Exercise prompt —
In the passage about Japan, copy the text between "Those who know" and "the 21st century.", inclusive, replacing "easy capital" with "cheap capital".

Supplied passage —

══════════

Those who know Japan, have an eternally abiding faith in the ability of the country to get out of mess, they say that the country always seems to shuffle its feet but then snaps into action when faced with a crisis. It did so in 19th century, adopting modern ways to avoid being colonized, and again after the Second World War. Japan was the world's second largest economy for 40 years. But the qualities that made it an economic power house in the 20th century: easy capital, big companies, excellent education, disciplined and efficient management, and stable lifetime jobs for male breadwinners- are out of fashion with the 21st century.
Japan's biggest obstacle today is itself.

In the recently released global ranking of Newsweek magazine’s 100 Best Countries in the World, Japan was placed a not quite impressive 9th position of the overall ranking. Except in the health category which Japan undisputedly holds the 1st position, it hovered around 4th to 10th position for other categories such as education, economic dynamism, quality of life and happiness.

══════════

Records from a data collection
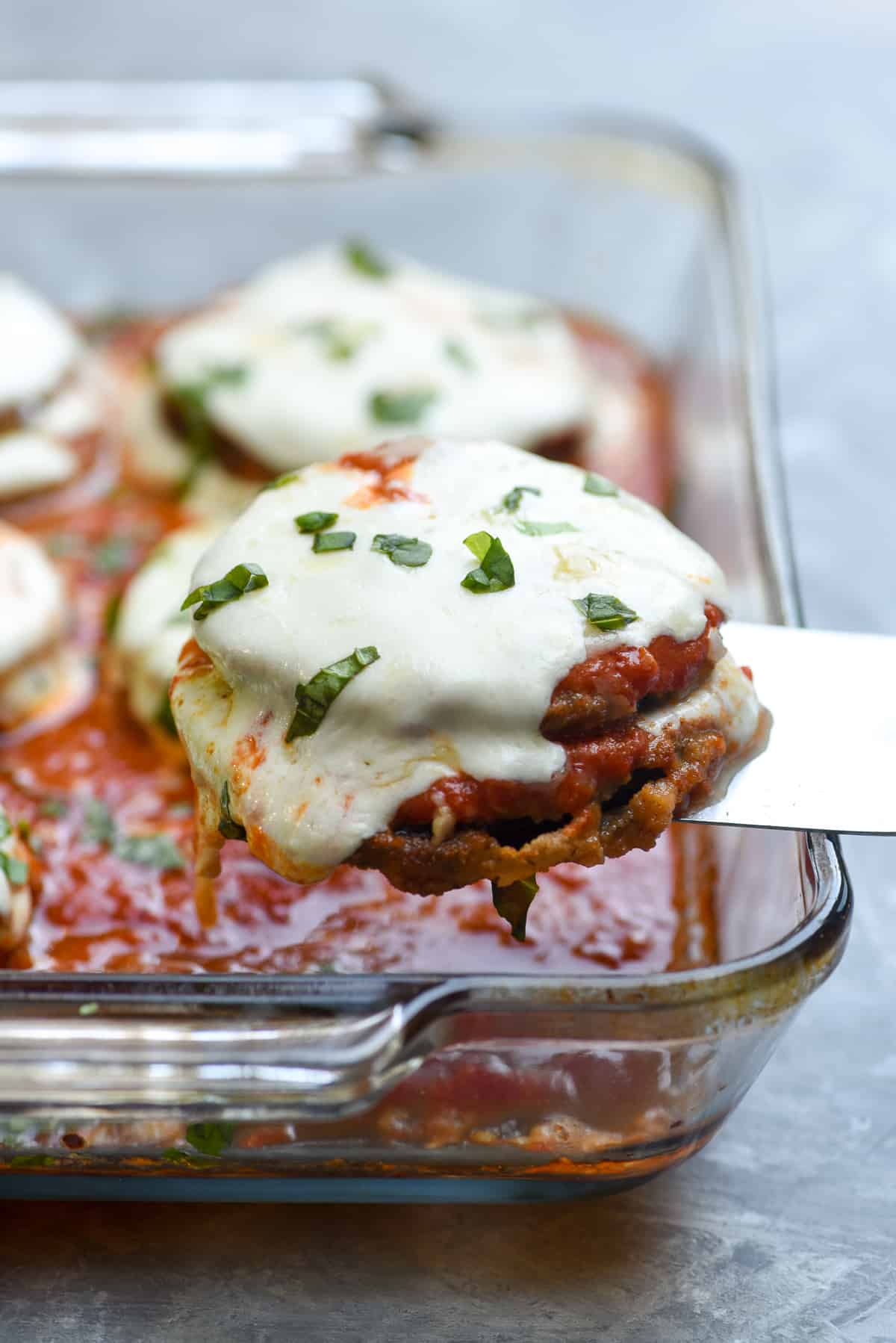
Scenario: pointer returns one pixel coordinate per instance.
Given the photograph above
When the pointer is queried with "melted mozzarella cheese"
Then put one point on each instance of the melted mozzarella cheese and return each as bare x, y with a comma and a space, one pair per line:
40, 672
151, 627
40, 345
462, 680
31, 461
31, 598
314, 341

══════════

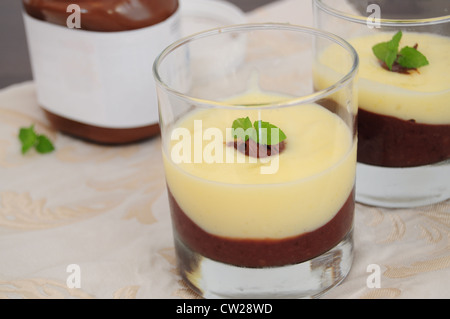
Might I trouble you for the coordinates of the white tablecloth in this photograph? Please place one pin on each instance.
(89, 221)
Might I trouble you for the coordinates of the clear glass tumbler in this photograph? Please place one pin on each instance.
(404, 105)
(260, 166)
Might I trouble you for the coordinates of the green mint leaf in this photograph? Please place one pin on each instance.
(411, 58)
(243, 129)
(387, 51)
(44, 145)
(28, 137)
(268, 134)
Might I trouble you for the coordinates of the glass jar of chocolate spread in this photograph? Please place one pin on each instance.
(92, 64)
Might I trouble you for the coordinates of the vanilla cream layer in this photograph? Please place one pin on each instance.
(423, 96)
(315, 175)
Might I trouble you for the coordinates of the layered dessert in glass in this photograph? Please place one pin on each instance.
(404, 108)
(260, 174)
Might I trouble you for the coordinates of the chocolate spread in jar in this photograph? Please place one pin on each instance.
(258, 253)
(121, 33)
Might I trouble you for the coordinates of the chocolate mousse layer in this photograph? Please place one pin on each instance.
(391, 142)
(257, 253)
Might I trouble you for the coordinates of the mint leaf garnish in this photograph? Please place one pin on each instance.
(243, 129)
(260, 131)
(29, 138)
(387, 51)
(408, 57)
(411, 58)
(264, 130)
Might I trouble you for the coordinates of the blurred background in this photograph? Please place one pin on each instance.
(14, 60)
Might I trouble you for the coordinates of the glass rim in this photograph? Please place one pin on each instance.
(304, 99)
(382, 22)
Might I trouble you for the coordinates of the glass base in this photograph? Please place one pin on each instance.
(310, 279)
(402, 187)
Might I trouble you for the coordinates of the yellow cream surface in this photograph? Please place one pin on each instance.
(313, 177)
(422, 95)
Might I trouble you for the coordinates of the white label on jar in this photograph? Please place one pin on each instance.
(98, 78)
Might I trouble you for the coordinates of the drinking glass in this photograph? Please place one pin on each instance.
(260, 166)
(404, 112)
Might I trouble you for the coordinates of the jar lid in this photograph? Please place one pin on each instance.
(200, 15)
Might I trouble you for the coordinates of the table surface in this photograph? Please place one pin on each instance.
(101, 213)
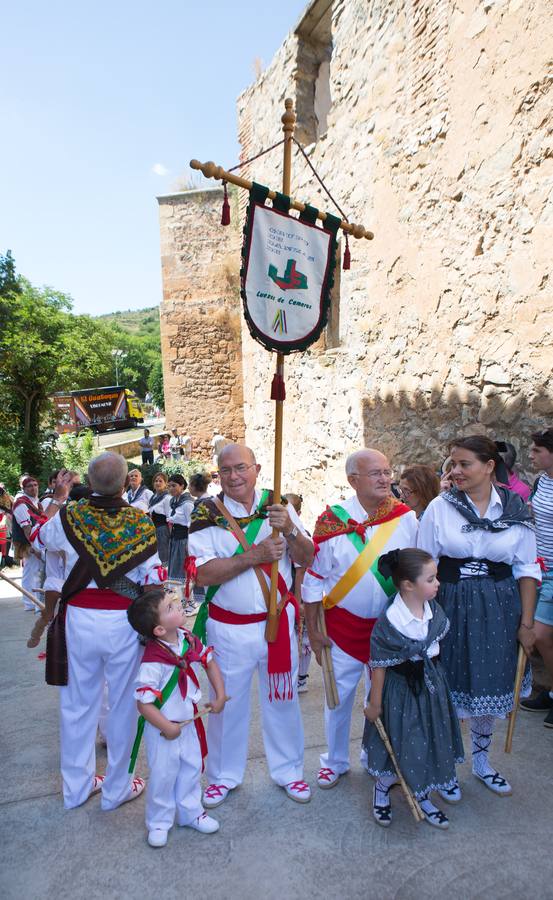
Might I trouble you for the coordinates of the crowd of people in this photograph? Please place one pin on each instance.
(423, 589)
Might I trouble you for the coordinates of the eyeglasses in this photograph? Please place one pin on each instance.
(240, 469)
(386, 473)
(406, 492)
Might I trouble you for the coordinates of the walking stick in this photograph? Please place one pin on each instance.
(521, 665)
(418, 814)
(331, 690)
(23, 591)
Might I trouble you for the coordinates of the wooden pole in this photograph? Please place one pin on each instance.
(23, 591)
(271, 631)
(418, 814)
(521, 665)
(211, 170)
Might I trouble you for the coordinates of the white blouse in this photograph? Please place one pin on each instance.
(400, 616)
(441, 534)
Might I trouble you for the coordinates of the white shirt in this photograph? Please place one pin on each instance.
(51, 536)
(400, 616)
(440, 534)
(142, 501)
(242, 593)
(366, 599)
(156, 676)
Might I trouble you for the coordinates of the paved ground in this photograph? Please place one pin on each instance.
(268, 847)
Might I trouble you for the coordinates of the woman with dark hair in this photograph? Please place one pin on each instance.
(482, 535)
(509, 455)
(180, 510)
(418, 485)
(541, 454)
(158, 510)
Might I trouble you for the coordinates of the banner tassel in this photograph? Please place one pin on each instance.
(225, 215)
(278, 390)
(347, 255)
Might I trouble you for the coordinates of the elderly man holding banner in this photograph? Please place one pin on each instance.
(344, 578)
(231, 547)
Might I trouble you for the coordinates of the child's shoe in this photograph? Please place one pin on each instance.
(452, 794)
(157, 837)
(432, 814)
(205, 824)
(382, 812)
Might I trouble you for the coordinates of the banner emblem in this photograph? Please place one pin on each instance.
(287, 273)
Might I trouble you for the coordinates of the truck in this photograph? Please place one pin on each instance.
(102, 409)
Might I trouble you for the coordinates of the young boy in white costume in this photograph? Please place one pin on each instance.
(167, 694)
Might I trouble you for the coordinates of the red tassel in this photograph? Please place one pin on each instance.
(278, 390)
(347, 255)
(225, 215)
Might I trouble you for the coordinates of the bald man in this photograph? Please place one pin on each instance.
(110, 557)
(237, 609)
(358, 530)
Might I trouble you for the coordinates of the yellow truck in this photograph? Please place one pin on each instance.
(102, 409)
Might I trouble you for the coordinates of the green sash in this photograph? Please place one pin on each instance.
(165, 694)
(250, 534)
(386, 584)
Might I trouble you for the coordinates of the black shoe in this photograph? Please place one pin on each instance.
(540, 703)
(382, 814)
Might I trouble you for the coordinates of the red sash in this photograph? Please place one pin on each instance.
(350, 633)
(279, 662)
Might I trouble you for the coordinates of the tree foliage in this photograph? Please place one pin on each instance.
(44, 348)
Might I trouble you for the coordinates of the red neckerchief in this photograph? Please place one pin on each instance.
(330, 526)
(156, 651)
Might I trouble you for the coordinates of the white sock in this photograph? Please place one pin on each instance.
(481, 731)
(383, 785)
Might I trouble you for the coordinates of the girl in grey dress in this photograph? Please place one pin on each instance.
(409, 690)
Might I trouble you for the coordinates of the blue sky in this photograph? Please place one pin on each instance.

══════════

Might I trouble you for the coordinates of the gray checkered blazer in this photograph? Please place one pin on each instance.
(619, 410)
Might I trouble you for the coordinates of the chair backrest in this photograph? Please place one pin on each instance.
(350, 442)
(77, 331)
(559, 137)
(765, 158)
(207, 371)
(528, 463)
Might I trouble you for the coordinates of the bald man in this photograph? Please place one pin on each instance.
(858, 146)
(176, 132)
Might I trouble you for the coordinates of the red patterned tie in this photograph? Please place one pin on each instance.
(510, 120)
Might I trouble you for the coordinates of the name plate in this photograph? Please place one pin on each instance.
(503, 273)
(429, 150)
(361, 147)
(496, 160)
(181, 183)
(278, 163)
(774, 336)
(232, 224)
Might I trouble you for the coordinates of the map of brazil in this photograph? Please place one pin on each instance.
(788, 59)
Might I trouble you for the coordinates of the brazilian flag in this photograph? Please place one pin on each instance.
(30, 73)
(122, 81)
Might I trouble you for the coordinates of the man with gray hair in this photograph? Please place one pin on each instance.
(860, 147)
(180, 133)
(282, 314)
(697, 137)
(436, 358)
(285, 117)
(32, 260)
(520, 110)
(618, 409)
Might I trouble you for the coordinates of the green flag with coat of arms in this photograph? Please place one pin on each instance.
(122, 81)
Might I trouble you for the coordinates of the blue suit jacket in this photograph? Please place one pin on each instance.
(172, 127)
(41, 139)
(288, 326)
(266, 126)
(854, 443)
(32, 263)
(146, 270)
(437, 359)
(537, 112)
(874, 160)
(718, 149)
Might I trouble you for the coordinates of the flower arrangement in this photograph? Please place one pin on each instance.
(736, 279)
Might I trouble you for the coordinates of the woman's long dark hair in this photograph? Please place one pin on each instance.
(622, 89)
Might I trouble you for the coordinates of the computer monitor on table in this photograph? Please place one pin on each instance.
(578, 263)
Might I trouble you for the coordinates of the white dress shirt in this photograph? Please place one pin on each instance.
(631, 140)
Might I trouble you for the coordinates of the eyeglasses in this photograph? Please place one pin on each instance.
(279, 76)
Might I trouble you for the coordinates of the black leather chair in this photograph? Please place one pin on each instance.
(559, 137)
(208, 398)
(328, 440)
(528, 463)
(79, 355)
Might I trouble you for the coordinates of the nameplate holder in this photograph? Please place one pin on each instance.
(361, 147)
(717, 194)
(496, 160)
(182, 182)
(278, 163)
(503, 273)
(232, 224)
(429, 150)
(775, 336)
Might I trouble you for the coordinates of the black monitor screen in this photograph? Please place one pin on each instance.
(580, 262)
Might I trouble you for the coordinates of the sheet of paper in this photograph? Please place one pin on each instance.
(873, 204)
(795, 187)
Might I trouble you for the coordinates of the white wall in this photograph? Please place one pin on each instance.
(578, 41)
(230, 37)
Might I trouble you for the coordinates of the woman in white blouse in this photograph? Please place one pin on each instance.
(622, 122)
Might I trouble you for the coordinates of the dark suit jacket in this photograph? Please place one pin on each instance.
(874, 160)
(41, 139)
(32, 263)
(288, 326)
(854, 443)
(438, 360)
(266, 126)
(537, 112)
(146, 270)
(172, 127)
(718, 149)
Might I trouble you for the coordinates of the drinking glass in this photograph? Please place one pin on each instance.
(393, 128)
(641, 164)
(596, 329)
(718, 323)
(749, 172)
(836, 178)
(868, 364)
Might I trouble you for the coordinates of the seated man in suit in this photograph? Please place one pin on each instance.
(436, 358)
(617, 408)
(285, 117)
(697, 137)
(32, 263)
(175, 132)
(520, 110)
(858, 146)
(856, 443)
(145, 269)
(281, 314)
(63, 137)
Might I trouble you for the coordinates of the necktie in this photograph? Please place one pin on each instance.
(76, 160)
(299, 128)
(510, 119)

══════════

Answer section —
Those who know Japan, have an eternally abiding faith in the ability of the country to get out of mess, they say that the country always seems to shuffle its feet but then snaps into action when faced with a crisis. It did so in 19th century, adopting modern ways to avoid being colonized, and again after the Second World War. Japan was the world's second largest economy for 40 years. But the qualities that made it an economic power house in the 20th century: cheap capital, big companies, excellent education, disciplined and efficient management, and stable lifetime jobs for male breadwinners- are out of fashion with the 21st century.